▶ [What the task requires] Read the data and repeat all of it exactly.

* Start *

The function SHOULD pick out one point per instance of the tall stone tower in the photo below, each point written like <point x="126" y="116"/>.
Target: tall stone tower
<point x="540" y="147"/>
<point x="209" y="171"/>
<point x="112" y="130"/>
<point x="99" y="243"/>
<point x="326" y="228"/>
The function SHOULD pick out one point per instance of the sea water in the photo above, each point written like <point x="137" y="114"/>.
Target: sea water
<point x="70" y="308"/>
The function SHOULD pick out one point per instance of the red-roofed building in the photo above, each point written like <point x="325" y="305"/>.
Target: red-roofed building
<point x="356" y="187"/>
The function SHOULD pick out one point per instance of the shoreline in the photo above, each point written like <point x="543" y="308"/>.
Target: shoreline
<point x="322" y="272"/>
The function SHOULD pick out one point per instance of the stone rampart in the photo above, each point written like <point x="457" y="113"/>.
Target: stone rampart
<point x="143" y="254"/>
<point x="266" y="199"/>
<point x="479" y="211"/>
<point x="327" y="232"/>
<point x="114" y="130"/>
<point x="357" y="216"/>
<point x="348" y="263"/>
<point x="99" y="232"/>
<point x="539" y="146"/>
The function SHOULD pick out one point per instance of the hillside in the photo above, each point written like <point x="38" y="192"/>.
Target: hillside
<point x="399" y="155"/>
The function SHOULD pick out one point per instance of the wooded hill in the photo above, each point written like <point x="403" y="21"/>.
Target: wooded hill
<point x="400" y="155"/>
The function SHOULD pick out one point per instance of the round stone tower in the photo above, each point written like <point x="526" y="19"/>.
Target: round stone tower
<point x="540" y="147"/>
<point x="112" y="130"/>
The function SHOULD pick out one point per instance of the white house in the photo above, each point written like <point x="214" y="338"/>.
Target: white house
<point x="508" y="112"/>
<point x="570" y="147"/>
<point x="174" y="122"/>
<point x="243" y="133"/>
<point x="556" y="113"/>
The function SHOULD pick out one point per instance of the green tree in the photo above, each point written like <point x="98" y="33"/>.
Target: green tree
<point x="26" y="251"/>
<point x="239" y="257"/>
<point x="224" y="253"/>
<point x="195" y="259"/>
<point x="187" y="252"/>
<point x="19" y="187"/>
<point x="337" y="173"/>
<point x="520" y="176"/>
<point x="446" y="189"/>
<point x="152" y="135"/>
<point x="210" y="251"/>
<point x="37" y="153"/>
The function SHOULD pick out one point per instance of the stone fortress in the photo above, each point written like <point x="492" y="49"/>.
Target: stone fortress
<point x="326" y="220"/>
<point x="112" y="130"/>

* End *

▶ [Problem solution]
The function SHOULD pick out one point per instance of the tall stone tower in the photo below, each point written like <point x="126" y="116"/>.
Target: tall stone tower
<point x="540" y="147"/>
<point x="209" y="171"/>
<point x="112" y="130"/>
<point x="99" y="243"/>
<point x="326" y="228"/>
The function SHOULD pick out one point per instance of the sea water in the photo above, each point written like <point x="137" y="114"/>.
Target: sea water
<point x="70" y="308"/>
The function SHOULD pick out one point per instance of the red-roofed building in the photo above, each point written like <point x="325" y="305"/>.
Target: red-roofed building
<point x="356" y="187"/>
The function SHOULD pick out one point per instance of the shoreline in the photo above, each point written like <point x="543" y="308"/>.
Target: shoreline
<point x="322" y="272"/>
The function SHOULD pick out one point per instance of the stone rampart in the photo above, each point written like <point x="457" y="113"/>.
Target: stone rampart
<point x="143" y="254"/>
<point x="266" y="199"/>
<point x="479" y="211"/>
<point x="327" y="232"/>
<point x="114" y="130"/>
<point x="357" y="216"/>
<point x="348" y="263"/>
<point x="99" y="232"/>
<point x="539" y="146"/>
The function SHOULD pick out one point per instance of the hillside in the photo above, each point written like <point x="38" y="192"/>.
Target: hillside
<point x="399" y="155"/>
The function SHOULD pick out one point per instance of the wooded hill in the photo above, each point written like <point x="403" y="21"/>.
Target: wooded hill
<point x="400" y="155"/>
The function SHOULD pick out one point per instance of the round stone tower in the photo above, each point written like <point x="526" y="19"/>.
Target: round stone tower
<point x="540" y="147"/>
<point x="112" y="130"/>
The function SHOULD pick out one point per instance of the white house in the photo above, each point written like <point x="214" y="338"/>.
Target: white house
<point x="508" y="112"/>
<point x="570" y="147"/>
<point x="174" y="122"/>
<point x="243" y="133"/>
<point x="556" y="113"/>
The function SHOULD pick out one point per instance of the green tree in the photo above, each point written like <point x="98" y="33"/>.
Target: green tree
<point x="26" y="251"/>
<point x="239" y="257"/>
<point x="224" y="253"/>
<point x="195" y="259"/>
<point x="187" y="252"/>
<point x="19" y="187"/>
<point x="337" y="173"/>
<point x="520" y="176"/>
<point x="446" y="189"/>
<point x="152" y="135"/>
<point x="210" y="251"/>
<point x="37" y="153"/>
The function SHOULD pick out one point per instance of the stone fortress in the photo above, each point written like <point x="492" y="49"/>.
Target: stone fortress
<point x="326" y="220"/>
<point x="112" y="130"/>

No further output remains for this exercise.